Instructions to follow
Write out the material word for word, from its first line through the line containing "M326 152L329 150L332", inclusive.

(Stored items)
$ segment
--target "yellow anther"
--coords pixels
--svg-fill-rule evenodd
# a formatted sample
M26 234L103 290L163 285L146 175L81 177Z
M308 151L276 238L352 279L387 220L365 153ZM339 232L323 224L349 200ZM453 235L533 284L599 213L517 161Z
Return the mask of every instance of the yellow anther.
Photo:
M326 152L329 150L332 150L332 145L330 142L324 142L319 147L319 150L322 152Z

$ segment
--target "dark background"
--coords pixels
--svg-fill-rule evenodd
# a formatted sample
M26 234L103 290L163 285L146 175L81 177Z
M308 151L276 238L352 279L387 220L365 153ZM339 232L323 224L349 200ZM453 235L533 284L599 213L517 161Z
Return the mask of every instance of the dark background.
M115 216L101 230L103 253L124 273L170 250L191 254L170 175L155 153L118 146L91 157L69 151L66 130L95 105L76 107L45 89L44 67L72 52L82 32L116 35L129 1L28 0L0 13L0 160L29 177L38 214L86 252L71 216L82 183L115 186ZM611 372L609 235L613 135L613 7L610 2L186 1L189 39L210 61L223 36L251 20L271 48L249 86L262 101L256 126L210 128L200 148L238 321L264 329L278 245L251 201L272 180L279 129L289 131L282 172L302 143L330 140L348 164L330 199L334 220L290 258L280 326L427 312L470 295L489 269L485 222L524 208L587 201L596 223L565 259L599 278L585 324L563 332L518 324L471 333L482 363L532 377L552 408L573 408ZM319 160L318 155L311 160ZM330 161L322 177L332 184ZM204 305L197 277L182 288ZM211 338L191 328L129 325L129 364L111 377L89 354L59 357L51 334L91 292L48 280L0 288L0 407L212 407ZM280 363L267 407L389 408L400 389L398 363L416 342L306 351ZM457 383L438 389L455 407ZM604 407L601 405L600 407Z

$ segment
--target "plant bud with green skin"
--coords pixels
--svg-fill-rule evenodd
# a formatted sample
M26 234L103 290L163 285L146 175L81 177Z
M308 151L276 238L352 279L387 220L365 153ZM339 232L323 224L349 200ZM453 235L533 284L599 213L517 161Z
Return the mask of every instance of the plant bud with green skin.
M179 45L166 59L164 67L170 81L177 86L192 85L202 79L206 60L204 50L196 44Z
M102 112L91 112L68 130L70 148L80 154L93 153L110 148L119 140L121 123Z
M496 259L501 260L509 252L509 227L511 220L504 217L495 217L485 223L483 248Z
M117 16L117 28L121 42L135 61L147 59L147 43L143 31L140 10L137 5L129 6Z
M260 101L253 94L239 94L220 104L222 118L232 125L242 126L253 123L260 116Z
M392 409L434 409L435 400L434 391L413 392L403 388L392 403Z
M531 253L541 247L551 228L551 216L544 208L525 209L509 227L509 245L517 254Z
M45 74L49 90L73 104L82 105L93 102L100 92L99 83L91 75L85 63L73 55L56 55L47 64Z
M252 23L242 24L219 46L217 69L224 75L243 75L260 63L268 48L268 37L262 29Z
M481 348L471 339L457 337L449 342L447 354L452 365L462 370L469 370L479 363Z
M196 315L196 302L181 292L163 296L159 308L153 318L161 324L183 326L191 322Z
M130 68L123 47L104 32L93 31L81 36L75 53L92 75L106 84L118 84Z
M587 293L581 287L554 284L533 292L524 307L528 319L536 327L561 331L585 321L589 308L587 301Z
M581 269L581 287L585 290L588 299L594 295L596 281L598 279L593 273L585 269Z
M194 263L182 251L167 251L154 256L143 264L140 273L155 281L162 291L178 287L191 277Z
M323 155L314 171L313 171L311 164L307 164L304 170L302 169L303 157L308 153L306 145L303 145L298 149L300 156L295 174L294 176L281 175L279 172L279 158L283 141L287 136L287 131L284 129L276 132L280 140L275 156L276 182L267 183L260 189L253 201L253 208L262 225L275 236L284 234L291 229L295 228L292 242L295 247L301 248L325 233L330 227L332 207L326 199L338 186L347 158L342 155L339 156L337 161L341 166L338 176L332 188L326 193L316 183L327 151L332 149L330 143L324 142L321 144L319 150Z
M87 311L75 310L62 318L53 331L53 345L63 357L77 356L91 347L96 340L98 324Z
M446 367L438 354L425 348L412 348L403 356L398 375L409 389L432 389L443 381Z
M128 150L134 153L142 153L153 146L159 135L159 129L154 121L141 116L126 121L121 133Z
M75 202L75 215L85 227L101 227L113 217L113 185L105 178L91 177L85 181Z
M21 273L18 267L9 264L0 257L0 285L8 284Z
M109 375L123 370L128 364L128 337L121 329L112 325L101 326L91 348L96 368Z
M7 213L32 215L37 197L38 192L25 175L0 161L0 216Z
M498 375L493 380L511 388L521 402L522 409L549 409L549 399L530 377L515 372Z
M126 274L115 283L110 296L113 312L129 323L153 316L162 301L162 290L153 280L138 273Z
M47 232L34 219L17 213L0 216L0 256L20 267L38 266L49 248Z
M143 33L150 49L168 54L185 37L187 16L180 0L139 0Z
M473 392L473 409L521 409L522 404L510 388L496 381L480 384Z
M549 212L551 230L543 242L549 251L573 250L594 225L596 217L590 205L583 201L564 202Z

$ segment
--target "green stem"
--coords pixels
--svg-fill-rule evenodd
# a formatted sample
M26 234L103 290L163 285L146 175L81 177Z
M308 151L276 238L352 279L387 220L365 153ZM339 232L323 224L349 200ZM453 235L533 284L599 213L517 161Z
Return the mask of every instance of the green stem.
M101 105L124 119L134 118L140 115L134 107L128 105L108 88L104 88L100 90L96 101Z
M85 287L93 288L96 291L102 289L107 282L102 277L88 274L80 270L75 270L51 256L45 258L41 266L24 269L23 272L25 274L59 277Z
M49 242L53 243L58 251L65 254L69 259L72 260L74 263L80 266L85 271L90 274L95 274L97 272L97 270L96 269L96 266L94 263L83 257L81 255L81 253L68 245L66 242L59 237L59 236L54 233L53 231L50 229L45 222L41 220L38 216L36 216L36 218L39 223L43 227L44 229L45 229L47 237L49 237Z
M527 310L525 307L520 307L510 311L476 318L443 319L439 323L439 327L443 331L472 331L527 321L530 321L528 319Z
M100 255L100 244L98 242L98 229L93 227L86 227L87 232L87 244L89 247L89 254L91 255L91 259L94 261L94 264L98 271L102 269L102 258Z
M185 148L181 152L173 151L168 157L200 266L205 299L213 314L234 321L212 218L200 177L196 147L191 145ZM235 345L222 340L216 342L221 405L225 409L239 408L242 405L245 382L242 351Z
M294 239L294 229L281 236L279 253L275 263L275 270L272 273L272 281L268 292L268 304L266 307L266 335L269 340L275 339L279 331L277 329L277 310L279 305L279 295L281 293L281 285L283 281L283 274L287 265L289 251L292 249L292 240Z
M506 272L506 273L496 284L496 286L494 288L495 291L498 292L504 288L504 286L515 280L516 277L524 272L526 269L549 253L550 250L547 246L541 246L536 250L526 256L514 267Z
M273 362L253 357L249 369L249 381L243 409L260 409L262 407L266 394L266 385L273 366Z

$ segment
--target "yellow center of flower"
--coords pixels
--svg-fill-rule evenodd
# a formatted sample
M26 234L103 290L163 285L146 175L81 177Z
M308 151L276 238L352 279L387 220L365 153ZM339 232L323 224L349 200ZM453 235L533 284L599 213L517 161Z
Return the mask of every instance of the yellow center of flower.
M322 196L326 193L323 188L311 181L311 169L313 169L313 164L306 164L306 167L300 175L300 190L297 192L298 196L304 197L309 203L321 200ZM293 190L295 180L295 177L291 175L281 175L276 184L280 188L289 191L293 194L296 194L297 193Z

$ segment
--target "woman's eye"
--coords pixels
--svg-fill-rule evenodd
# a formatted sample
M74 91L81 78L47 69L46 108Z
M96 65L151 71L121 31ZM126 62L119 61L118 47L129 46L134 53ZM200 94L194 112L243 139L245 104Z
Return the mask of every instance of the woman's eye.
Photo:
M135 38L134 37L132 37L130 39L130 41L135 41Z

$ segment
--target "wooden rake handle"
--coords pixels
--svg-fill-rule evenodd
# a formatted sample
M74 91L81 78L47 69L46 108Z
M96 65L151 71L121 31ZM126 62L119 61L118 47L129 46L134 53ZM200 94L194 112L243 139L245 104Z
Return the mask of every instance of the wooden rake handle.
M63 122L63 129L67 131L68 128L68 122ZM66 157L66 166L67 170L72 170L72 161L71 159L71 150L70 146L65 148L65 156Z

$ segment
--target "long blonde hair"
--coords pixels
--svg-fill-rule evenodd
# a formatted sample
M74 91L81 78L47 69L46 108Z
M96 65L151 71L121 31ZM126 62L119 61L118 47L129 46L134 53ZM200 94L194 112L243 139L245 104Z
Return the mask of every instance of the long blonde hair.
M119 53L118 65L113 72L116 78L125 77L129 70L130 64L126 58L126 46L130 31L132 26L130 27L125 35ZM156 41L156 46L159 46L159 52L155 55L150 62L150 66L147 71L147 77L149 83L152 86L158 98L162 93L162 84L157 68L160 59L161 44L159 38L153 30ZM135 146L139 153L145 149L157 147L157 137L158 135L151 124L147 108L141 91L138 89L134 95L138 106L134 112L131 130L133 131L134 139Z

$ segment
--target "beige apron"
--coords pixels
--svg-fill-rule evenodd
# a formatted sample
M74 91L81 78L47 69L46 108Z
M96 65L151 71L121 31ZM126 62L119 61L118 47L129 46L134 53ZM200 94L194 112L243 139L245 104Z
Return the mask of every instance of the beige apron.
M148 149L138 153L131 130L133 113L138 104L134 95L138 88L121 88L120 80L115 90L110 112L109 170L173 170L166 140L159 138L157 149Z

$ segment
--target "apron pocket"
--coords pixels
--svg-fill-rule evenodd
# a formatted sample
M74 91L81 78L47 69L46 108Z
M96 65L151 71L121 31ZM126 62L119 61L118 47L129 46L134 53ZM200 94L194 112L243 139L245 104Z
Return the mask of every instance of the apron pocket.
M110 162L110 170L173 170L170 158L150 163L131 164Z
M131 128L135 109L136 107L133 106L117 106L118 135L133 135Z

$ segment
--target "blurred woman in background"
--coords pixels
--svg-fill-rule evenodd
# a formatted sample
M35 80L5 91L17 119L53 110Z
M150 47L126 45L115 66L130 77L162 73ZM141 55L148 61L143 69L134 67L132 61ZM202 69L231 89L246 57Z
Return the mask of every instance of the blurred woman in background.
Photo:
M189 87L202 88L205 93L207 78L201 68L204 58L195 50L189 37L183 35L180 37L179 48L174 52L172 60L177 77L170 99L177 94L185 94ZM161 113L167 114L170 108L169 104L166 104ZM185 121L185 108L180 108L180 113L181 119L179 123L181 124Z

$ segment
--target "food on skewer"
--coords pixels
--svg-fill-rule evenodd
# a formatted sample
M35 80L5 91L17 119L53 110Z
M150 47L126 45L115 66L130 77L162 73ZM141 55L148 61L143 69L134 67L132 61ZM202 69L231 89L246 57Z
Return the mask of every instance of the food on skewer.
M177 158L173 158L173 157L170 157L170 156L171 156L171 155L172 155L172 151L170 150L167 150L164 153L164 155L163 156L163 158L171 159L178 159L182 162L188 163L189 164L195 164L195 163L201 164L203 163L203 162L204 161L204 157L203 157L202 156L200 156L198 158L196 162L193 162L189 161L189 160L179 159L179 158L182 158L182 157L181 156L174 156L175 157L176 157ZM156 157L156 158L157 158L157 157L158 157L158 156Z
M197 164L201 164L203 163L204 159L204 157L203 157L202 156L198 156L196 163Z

The reply
$ segment
--target "yellow anther"
--coords pixels
--svg-fill-rule evenodd
# a formatted sample
M26 234L103 290L163 285L146 175L81 177Z
M308 151L276 238L352 279L387 220L365 153ZM339 232L323 224L349 200ZM453 235L533 284L599 213L517 161Z
Return the mask of every instance of the yellow anther.
Photo:
M326 152L329 150L332 150L332 145L330 142L324 142L319 147L319 150L322 152Z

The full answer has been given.